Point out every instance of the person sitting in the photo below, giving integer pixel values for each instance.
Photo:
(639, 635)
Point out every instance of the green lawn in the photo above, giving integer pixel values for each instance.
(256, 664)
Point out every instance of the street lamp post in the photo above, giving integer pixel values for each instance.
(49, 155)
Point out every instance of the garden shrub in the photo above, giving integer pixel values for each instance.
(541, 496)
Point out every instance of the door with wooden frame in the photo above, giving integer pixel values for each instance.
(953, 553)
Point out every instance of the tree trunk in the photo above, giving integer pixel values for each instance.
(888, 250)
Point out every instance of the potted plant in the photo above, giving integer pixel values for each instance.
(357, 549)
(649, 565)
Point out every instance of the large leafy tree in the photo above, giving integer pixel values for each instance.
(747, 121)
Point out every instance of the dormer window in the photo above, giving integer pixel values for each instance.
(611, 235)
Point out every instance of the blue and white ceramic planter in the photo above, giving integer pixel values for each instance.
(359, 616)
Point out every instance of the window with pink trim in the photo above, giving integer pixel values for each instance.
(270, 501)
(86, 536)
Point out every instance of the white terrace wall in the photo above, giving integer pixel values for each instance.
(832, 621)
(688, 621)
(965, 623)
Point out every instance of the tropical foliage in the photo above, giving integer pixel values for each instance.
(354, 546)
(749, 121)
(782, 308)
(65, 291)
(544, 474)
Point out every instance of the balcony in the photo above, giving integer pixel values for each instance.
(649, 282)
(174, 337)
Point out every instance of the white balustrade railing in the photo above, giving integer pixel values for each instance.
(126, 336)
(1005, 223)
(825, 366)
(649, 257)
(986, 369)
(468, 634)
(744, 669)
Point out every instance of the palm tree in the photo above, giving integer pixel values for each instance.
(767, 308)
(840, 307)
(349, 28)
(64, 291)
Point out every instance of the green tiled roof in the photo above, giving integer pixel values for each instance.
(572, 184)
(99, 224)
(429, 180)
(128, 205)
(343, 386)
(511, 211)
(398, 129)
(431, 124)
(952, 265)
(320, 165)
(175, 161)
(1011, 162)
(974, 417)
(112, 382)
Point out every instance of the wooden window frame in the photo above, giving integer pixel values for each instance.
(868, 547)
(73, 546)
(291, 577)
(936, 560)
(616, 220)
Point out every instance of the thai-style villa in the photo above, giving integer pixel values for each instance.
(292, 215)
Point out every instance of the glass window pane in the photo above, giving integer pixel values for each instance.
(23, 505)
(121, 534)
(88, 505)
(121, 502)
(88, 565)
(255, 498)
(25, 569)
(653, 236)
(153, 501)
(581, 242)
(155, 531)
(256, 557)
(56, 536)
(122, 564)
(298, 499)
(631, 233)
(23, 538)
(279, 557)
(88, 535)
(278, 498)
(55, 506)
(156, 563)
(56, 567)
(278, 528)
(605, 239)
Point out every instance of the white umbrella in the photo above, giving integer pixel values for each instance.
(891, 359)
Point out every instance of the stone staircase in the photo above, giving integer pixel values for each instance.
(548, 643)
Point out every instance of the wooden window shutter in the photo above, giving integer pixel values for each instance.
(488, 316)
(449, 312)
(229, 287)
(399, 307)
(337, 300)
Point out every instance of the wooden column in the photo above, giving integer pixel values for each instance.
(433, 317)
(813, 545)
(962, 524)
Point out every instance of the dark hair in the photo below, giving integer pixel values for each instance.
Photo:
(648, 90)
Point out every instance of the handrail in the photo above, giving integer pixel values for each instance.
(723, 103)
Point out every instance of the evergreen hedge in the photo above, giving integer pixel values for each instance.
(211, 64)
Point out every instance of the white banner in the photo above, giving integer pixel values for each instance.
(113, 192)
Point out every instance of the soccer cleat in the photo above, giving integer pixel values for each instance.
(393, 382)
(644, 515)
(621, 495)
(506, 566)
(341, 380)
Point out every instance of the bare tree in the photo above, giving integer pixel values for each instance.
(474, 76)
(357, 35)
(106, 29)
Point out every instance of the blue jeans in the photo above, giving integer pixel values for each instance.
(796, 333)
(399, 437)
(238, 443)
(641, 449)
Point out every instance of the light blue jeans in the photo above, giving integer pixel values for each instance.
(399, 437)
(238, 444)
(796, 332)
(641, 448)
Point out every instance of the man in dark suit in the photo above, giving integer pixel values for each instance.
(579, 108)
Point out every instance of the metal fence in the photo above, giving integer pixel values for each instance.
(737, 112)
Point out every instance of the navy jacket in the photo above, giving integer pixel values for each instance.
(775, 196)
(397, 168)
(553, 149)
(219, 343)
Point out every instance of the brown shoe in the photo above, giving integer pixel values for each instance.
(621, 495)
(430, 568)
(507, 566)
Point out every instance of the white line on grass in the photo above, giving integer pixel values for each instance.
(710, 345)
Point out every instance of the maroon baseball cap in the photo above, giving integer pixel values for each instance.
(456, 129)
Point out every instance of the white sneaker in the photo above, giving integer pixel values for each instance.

Required work: Output exactly the lines above, from the one holding "Point out every instance of the metal" through the end of the data, including the first and last.

Result for this task:
Point out every instance of the metal fence in the photo above, giving integer pixel values for each instance.
(737, 112)
Point out every instance of the navy jacket in the photo above, giving integer pixel values for each instance.
(775, 196)
(397, 168)
(553, 149)
(219, 343)
Point out every instance of the brown shoe in the photo above, giving integer pixel values for each instance.
(621, 495)
(430, 568)
(507, 566)
Point out every instance of the white line on grass in the photo above, giving integer pixel values for each instance.
(710, 345)
Point out every instance of the maroon baseball cap in the photo above, giving integer pixel values for each instance.
(456, 129)
Point out every instance of the white sneaker in the photo above, giving integer pixel values for each instance.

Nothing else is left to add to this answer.